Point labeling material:
*-*-*
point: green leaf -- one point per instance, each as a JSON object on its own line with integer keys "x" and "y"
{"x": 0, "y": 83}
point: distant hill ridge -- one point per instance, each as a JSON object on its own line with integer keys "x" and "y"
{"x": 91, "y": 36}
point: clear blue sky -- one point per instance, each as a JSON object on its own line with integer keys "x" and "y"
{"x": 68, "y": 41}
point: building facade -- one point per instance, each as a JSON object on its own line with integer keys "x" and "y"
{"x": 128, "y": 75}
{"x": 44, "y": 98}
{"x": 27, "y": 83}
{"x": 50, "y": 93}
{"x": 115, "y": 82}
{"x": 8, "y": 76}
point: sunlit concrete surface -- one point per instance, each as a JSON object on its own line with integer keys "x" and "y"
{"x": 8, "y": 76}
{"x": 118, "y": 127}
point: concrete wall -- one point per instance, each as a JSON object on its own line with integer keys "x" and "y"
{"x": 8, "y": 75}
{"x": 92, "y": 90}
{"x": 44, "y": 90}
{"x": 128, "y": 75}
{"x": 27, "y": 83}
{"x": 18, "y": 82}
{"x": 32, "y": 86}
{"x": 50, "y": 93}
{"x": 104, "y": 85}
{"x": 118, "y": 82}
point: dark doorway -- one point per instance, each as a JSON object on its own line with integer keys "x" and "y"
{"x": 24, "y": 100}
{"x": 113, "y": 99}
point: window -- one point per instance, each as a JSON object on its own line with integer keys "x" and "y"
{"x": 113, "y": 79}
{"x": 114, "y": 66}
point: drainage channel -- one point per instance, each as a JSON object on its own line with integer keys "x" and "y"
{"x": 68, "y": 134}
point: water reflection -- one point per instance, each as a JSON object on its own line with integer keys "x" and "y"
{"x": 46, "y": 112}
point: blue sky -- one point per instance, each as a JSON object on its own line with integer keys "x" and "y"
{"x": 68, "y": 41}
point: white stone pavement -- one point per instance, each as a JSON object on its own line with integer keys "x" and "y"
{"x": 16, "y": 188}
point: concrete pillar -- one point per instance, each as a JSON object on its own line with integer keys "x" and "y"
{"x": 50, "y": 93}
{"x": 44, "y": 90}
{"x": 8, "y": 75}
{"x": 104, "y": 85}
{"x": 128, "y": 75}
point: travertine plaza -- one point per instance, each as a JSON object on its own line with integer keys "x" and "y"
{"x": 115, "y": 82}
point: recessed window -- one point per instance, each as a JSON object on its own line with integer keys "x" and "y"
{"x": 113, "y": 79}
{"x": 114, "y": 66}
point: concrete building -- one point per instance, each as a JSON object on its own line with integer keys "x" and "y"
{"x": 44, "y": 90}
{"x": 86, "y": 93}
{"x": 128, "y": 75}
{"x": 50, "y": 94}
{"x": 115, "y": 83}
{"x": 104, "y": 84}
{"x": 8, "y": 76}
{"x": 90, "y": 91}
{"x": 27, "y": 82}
*-*-*
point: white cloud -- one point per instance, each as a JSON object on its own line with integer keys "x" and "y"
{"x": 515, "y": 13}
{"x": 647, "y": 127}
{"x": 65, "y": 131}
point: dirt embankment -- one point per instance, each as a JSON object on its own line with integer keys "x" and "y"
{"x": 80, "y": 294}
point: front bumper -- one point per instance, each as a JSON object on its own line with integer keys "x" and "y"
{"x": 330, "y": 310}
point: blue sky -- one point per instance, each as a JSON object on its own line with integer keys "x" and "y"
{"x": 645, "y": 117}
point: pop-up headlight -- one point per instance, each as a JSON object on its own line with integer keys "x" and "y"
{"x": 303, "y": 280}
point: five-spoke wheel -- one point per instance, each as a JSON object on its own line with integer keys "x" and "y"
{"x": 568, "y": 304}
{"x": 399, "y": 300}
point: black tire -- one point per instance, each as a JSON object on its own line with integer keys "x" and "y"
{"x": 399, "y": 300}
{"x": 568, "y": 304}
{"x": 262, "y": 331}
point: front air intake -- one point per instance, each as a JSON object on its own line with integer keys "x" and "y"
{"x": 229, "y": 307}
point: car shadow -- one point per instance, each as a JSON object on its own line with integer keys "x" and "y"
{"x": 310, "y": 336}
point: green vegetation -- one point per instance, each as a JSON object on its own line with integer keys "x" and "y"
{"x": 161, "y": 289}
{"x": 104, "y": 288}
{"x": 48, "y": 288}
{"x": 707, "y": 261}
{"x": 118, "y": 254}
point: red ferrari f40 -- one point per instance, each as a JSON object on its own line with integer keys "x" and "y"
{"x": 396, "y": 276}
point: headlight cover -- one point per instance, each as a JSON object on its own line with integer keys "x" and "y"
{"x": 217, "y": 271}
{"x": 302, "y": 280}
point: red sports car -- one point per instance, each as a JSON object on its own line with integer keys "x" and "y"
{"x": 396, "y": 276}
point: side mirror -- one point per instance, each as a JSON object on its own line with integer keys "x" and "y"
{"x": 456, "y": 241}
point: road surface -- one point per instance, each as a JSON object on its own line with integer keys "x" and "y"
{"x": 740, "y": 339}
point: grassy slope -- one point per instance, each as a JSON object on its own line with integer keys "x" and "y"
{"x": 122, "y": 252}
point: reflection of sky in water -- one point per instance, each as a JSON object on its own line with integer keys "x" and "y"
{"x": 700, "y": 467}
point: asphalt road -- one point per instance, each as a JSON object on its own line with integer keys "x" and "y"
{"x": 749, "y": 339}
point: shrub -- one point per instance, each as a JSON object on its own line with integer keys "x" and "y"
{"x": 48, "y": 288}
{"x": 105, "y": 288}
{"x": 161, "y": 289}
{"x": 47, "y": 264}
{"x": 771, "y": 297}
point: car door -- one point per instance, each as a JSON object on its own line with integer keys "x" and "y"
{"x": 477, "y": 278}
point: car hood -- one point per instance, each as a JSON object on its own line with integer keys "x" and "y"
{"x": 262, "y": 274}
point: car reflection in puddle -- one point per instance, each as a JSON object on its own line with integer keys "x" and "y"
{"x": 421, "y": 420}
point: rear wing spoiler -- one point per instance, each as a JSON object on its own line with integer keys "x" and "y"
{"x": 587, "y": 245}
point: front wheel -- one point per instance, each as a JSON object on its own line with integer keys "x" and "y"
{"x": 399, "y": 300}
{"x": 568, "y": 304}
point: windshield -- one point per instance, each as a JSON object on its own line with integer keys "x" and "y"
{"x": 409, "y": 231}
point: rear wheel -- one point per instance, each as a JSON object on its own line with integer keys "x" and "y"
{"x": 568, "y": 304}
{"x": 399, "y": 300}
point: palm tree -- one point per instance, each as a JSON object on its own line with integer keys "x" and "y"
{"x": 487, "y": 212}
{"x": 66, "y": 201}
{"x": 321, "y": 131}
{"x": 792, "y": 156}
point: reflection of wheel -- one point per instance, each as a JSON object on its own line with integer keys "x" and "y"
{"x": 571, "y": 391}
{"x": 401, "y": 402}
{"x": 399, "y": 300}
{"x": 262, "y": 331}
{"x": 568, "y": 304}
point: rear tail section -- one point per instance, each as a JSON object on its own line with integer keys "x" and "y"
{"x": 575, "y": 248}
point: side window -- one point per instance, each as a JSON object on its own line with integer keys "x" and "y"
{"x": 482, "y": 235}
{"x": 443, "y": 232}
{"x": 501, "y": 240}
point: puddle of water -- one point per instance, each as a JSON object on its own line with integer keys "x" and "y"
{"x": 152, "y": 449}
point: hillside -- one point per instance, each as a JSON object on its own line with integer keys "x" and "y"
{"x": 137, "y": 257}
*-*-*
_REQUIRED WORK_:
Select every line of the material above that contains the word "building" and copy those lines, treating uppercase and lowercase as different.

_EXERCISE RESPONSE_:
point: building facade -- one point per instance, each as a JSON object on its own line with integer keys "x" and "y"
point: concrete building -- one point per instance, each as a JSON object on its own line with integer keys "x" and "y"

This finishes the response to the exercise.